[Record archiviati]
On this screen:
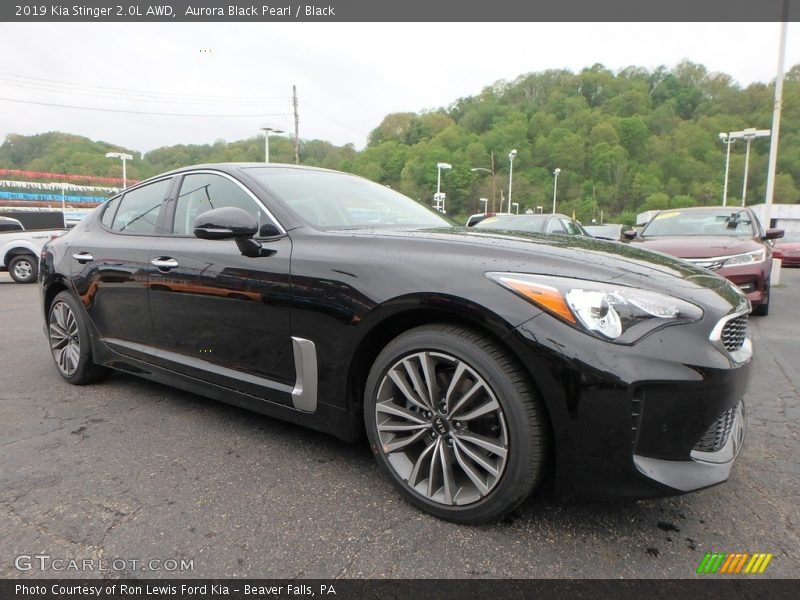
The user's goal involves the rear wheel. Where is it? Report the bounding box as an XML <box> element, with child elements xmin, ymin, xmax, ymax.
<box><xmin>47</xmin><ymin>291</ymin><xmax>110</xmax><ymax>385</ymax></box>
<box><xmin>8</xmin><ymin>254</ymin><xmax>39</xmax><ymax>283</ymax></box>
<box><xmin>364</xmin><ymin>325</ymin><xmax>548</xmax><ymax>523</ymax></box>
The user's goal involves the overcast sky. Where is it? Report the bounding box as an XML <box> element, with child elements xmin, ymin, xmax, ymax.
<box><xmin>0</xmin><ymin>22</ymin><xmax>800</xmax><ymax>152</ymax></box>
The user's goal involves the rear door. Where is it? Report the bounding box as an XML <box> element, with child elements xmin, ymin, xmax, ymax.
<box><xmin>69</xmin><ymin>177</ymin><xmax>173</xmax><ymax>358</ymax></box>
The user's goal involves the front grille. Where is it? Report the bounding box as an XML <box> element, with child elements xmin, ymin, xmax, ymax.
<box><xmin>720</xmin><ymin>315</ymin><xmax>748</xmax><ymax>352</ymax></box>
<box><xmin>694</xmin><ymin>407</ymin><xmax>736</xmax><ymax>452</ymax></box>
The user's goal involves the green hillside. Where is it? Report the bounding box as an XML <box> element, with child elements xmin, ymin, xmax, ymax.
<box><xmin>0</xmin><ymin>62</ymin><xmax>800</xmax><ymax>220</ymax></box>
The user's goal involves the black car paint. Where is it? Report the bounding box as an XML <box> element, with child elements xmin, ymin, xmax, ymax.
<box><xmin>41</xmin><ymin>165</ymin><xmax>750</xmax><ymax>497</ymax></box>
...
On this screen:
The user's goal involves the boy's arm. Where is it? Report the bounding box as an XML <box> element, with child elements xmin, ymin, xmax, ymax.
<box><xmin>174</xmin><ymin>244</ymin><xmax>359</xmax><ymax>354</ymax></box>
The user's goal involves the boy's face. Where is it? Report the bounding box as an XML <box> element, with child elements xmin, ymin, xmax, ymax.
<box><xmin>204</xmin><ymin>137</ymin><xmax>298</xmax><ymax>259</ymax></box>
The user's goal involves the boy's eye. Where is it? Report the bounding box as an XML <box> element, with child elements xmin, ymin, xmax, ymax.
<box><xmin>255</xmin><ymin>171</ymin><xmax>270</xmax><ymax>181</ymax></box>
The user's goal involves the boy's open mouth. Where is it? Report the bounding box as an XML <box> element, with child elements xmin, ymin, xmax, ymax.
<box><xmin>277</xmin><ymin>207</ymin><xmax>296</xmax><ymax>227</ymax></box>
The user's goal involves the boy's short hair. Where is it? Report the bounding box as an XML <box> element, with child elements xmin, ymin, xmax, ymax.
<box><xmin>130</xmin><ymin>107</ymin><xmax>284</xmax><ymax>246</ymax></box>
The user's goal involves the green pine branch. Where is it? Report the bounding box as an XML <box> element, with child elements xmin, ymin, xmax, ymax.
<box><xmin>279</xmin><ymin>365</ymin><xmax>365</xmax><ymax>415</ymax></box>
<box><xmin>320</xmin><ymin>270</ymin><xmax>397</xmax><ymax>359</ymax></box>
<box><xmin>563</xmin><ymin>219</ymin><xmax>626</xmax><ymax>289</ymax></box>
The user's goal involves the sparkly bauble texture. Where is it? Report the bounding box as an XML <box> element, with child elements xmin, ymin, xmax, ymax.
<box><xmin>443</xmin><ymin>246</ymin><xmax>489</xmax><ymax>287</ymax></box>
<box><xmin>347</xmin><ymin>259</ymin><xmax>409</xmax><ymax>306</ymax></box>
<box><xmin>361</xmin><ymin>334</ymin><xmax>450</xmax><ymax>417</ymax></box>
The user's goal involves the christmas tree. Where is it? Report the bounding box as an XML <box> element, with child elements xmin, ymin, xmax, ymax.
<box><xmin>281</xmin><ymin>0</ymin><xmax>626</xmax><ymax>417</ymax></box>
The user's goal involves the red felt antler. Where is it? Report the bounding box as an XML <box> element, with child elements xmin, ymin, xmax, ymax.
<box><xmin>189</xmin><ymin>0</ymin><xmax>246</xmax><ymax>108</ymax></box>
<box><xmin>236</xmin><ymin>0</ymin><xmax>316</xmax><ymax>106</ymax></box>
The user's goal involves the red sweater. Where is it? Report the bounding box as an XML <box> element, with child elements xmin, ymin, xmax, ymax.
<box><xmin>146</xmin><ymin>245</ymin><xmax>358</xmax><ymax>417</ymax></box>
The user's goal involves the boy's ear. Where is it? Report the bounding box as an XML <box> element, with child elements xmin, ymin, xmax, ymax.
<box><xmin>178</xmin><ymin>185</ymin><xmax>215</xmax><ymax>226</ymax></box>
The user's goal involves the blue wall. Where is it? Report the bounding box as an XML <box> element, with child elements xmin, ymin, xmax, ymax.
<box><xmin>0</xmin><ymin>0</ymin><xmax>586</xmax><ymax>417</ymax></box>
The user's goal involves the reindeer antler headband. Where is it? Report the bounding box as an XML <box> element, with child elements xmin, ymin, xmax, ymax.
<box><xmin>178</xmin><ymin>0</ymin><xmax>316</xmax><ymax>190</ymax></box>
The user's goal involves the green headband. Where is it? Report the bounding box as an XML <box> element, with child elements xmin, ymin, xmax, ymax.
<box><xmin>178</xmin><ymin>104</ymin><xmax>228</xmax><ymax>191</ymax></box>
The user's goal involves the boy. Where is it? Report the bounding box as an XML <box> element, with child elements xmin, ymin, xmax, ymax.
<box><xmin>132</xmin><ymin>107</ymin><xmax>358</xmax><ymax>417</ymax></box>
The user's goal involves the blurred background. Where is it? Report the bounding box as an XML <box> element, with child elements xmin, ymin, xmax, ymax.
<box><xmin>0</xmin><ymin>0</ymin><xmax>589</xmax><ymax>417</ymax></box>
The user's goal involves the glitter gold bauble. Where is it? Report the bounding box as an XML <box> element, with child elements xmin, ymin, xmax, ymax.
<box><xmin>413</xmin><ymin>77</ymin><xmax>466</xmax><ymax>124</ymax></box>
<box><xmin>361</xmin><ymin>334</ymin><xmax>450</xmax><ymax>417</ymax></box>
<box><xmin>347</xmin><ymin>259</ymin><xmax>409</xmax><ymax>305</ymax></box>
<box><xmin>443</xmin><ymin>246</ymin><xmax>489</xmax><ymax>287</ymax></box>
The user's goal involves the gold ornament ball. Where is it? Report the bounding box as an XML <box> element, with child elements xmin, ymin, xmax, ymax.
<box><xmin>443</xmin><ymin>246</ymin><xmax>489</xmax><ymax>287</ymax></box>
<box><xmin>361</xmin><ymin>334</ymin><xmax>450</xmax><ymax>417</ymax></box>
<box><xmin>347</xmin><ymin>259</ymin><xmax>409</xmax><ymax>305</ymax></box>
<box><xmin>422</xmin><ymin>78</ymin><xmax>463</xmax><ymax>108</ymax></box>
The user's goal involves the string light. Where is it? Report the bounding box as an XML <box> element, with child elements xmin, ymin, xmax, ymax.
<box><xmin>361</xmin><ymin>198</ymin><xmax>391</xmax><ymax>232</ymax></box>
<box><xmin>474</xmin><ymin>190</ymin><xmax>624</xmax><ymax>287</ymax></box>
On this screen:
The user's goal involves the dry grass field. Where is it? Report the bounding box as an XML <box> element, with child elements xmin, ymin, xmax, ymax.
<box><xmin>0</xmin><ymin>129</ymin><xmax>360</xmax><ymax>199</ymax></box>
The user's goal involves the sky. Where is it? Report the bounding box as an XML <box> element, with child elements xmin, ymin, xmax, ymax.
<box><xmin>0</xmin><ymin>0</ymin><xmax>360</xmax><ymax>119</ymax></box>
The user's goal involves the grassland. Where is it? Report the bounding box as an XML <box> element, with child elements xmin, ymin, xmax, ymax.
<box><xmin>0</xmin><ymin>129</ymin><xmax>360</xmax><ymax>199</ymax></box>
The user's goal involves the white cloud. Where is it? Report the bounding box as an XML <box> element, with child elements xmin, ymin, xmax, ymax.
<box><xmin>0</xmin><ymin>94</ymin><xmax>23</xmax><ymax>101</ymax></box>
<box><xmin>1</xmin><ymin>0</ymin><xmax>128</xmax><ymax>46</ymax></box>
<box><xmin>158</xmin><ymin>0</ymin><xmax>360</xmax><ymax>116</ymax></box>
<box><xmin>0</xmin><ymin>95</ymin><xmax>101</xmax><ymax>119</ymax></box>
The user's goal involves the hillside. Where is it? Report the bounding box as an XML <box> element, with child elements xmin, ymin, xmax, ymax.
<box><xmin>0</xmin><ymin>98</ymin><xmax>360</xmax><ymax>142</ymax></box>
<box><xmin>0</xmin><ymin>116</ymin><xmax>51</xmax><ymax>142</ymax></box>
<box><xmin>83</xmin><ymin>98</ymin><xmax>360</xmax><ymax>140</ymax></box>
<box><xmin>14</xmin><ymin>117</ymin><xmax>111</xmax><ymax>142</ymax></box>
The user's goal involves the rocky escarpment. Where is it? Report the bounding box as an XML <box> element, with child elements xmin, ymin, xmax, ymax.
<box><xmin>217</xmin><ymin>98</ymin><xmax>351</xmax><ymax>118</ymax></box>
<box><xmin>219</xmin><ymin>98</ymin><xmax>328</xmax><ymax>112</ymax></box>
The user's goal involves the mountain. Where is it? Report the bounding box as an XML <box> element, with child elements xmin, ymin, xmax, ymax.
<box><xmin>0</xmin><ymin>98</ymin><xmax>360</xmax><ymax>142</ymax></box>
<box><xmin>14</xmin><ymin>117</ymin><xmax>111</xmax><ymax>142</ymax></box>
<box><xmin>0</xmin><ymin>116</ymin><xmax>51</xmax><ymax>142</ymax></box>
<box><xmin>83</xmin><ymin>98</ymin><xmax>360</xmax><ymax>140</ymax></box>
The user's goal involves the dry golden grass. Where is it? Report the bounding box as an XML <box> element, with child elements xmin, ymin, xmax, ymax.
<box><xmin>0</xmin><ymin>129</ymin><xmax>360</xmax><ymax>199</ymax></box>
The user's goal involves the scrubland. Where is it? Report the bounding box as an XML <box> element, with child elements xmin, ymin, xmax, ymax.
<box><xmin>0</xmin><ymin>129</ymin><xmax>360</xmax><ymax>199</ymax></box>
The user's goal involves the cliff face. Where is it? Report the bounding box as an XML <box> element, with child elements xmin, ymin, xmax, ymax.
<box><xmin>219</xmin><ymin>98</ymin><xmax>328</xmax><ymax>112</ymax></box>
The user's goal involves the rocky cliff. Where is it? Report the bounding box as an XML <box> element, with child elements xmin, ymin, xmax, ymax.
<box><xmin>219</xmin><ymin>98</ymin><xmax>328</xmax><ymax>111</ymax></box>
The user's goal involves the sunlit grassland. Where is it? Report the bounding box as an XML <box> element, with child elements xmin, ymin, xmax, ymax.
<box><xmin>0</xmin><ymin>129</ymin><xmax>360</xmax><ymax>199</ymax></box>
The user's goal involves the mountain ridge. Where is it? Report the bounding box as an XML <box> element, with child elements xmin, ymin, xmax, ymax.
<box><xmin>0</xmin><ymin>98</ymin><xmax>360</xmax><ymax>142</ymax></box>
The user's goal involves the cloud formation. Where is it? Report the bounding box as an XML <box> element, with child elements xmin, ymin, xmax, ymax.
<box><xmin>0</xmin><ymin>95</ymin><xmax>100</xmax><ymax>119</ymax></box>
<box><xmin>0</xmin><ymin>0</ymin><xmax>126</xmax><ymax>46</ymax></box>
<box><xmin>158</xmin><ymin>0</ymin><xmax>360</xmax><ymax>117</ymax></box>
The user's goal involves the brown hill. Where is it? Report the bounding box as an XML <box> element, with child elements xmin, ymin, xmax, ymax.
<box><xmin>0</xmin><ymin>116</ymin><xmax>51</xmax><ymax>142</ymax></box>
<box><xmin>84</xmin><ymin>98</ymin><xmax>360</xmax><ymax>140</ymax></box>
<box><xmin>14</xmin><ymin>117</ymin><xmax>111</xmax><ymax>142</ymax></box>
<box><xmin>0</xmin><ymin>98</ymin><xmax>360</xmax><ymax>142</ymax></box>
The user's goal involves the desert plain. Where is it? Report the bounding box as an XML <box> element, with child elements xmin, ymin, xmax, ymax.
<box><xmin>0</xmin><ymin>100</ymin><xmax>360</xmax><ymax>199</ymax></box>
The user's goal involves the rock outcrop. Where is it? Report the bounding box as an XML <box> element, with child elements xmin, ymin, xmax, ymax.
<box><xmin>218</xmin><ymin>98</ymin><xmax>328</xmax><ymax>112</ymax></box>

• **Obiettivo**: Individua tutte le righe dei record in cui compare la parola "green" e trascrivile.

• **Risposta**:
The user's goal involves the green hillside. Where is it? Report the bounding box as an XML <box> element, with child elements xmin, ymin, xmax, ymax.
The user's goal involves the green pine branch. Where is it? Report the bounding box as an XML <box> element, with child elements xmin, ymin, xmax, ymax.
The user's goal involves the green headband. Where is it? Report the bounding box as an XML <box> element, with child elements xmin, ymin, xmax, ymax.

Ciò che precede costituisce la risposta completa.